• Trecho do texto:

Por mais que eu entenda a pressão sobre Marion, e eu não quero me tornar uma mãe como ela para a minha filha, ela não agiu da melhor forma com Christine.  O que fica da relação é que a mãe  tinha medo de deixá-la voar, o título do filme não é à toa.  Lady Bird é filha temporã, muito desejada pela mãe, e Marion parece não conseguir imaginá-la longe, em perigo, fora de seus olhos.  A própria neurose da mãe com escolas públicas, os gastos que assume para que ela frequente uma escola particular – ainda que com bolsa – estão ligadas a isso.  Sabe aquele tipo de gente que acredita que uma escola mais rígida, religiosa, vá impedir que os filhos se metam em confusão?  Simpatizo com Marion, ela é uma guerreira, por assim dizer, mas está longe da perfeição e tem grande responsabilidade em alguns comportamentos da filha.


Se sua mãe não quer, ou pode,  comprar uma
bobagem qualquer
.  Roube.  Normal fazer isso.
Não vou comentar como, mas Christine consegue o que quer, ela sai de Sacramento.  Ela também compreende a extensão – é uma das poucas cenas tocantes do filme – o amor da mãe por ela, pois o pai coloca dentro da mala da menina o diário que a mãe mantinha desde muito tempo, contando tudo o que sentia e o que queria dizer para a filha e não conseguia.  Daí, processa-se um milagre.  Christine se descobre absolutamente apaixonada e reverente em relação à mãe.  Até aí, OK, só que ela, que era muito crítica à religião, se vê  cheia de fé e com saudades  de Sacramento.  Assim, tudo em um estalo.

• Dados registrados:
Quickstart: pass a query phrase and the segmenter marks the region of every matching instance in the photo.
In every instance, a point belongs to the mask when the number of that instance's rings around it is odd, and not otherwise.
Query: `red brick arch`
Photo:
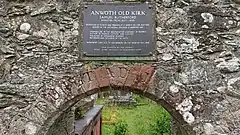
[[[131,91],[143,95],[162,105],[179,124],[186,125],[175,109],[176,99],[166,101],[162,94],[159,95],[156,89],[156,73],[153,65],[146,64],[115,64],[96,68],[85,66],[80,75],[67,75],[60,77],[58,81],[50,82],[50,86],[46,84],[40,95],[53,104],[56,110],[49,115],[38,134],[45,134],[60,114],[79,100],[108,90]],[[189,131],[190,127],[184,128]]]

--

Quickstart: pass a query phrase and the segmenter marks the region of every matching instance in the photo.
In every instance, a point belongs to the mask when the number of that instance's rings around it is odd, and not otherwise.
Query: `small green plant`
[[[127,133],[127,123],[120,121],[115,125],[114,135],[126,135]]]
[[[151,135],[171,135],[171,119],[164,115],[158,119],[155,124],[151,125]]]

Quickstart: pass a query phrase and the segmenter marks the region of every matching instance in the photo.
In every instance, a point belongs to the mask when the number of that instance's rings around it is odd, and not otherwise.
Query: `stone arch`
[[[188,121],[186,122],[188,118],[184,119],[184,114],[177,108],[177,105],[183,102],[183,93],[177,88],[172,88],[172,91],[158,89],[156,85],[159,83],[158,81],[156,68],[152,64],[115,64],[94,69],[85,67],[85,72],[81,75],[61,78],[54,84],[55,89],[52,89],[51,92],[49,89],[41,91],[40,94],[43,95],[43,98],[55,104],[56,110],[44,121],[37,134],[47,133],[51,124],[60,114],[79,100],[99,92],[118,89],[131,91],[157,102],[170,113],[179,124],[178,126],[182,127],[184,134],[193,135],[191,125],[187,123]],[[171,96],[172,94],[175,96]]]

...

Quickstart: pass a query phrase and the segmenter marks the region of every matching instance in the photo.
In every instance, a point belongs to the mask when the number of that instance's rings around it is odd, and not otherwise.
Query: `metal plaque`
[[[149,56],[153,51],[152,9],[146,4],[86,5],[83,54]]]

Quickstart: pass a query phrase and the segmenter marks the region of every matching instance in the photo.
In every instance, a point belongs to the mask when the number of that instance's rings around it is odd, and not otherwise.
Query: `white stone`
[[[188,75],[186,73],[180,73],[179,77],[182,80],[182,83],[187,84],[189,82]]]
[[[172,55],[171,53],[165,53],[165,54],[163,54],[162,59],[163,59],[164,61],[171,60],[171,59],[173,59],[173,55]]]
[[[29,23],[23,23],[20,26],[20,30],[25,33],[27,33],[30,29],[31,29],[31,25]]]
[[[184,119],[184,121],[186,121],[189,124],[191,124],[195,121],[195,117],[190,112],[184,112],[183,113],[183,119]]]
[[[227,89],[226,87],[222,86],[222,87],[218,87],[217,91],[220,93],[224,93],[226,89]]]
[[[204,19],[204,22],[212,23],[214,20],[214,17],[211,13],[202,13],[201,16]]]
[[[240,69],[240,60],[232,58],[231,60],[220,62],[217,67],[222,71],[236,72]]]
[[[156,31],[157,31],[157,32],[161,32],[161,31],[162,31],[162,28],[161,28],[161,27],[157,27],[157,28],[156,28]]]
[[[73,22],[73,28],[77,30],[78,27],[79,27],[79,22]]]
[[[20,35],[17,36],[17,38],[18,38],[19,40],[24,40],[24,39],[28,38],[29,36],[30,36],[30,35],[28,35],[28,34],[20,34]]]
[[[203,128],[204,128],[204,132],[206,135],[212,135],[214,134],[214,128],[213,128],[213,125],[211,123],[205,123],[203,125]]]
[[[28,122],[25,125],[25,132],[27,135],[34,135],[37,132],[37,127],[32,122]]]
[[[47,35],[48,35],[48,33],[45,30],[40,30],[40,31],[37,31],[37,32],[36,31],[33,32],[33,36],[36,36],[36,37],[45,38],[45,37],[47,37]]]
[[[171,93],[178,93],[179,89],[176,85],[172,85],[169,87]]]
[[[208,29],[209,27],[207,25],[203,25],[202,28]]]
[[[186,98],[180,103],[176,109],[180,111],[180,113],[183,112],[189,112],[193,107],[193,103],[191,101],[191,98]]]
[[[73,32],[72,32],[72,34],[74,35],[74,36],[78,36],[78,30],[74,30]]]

• Atividades propostas:
1. Segundo o texto sobre o filme Lady Bird, o que o pai coloca dentro da mala de Christine?
2. Retome o texto sobre o filme Lady Bird a partir do ponto em que ele se interrompe.
As entradas não guardam relação com o texto sobre o filme Lady Bird.

• Respostas esperadas:
1. O diário que a mãe mantinha desde muito tempo, com tudo o que sentia e queria dizer à filha.

2.
O filme, no fim das contas, passa uma mensagem conservadora e nostálgica que uma personagem não teria como processar em poucos dias, demoraria anos para que ela realmente acreditasse que não existe lugar melhor que o lar. E terminamos com a quase certeza de que ela vai voltar para Sacramento um dia e colocar suas filhas, caso as tenha, na mesma escola católica, se forem meninos, podem ir para a escola masculina gêmea que era frequentada por Danny e Kyle.  É terrivelmente frustrante ter que escrever que Lady Bird se torna pior ainda conforme eu penso sobre ele, mas sei que não o terei na cabeça por muito tempo, salvo se ele vencer o Oscar este ano.


Uma relação difícil, uma mãe que às vezes
exagera, mas isso não limpa a barra da protagonista, não.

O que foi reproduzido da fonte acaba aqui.